- **Selected excerpt**
Early Years
Stevenson grew up in rural Delaware, where playgrounds and pools remained segregated into the 1960s, even after the schools were forcibly integrated. By age 10, Stevenson—a precocious piano player—was playing and touring with his church choir. His brother believes this gave Bryan confidence when performing before an audience, which he’s frequently had to do in front of judges and juries throughout his career as a lawyer.
Pivotal Moment
During his joint study at Harvard Law School and the Kennedy School of Government, Stevenson grew disillusioned with the coursework, which he saw as disconnected from the social issues that drove him toward law in the first place. This changed one December when he flew to Atlanta for an internship with the Southern Prisoners Defense Committee. The organization’s director, Stephen Bright, happened to be seated near Stevenson on the flight, and their conversation that day reinvigorated Stevenson’s excitement about lawyering in pursuit of justice.

- **Task prompt**
List every school or organization that the Stevenson profile above mentions by name.

- **Records shown**
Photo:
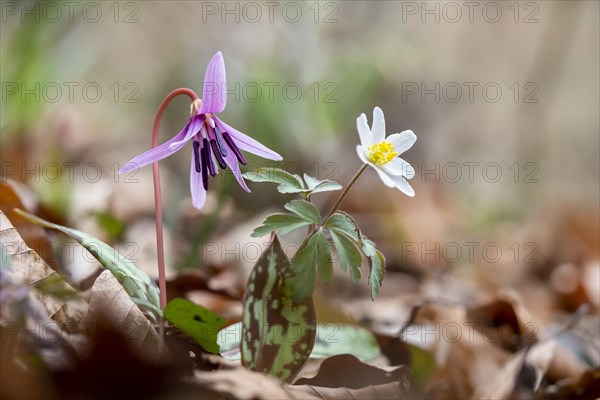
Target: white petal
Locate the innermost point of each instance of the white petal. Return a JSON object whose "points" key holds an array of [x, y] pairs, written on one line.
{"points": [[363, 130], [361, 154], [399, 167], [402, 141], [402, 184], [385, 178], [378, 128]]}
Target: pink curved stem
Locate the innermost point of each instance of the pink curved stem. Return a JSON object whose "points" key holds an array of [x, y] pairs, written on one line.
{"points": [[162, 283]]}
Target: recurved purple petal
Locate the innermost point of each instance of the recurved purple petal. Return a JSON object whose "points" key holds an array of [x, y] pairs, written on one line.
{"points": [[159, 152], [198, 191], [214, 88], [232, 163], [246, 143], [194, 126]]}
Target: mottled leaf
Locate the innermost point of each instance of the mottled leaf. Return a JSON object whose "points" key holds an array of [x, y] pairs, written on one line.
{"points": [[198, 322], [288, 183], [377, 265], [135, 281], [278, 334], [332, 339]]}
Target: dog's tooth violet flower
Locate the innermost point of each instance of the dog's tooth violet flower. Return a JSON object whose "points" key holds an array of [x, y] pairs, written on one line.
{"points": [[213, 141], [382, 153]]}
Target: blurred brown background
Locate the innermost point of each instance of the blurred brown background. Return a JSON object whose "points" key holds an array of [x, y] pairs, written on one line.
{"points": [[503, 97]]}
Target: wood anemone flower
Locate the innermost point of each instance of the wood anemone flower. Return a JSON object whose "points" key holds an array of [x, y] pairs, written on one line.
{"points": [[214, 143], [382, 153]]}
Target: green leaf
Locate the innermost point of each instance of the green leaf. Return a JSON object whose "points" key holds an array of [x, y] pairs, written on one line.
{"points": [[313, 255], [342, 223], [326, 186], [136, 282], [377, 264], [113, 226], [198, 322], [316, 186], [304, 210], [281, 223], [349, 255], [278, 334], [323, 258], [332, 339], [288, 183]]}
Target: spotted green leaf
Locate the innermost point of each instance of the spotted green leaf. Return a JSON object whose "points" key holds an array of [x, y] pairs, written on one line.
{"points": [[281, 223], [198, 322], [278, 334], [377, 265], [136, 282], [332, 339], [288, 183]]}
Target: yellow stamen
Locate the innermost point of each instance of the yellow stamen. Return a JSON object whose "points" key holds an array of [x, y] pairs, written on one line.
{"points": [[382, 153], [195, 106]]}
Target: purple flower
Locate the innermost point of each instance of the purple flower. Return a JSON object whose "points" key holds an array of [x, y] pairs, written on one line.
{"points": [[214, 143]]}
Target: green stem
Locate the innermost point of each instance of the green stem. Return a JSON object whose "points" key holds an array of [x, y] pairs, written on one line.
{"points": [[346, 190]]}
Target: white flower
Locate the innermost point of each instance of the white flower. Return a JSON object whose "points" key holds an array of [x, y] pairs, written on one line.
{"points": [[382, 153]]}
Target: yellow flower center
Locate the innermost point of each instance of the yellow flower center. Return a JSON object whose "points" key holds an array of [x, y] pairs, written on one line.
{"points": [[382, 153]]}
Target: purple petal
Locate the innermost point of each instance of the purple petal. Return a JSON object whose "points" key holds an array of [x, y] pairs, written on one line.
{"points": [[159, 152], [198, 191], [194, 127], [248, 144], [231, 161], [214, 88]]}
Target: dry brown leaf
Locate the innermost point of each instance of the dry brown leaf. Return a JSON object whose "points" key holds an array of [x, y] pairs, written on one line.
{"points": [[243, 384], [28, 267], [110, 299], [521, 375], [34, 236]]}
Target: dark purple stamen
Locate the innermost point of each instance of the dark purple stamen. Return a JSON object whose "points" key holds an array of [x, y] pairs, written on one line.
{"points": [[197, 155], [211, 165], [220, 142], [217, 153], [234, 148], [204, 158]]}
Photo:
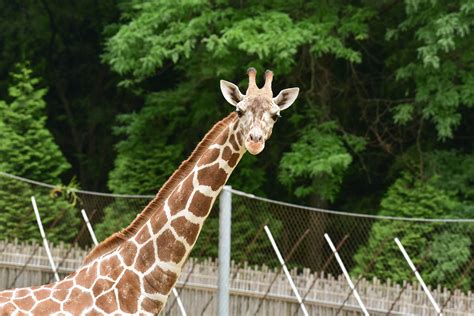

- **Final result**
Harvard Law School, the Kennedy School of Government, and the Southern Prisoners Defense Committee.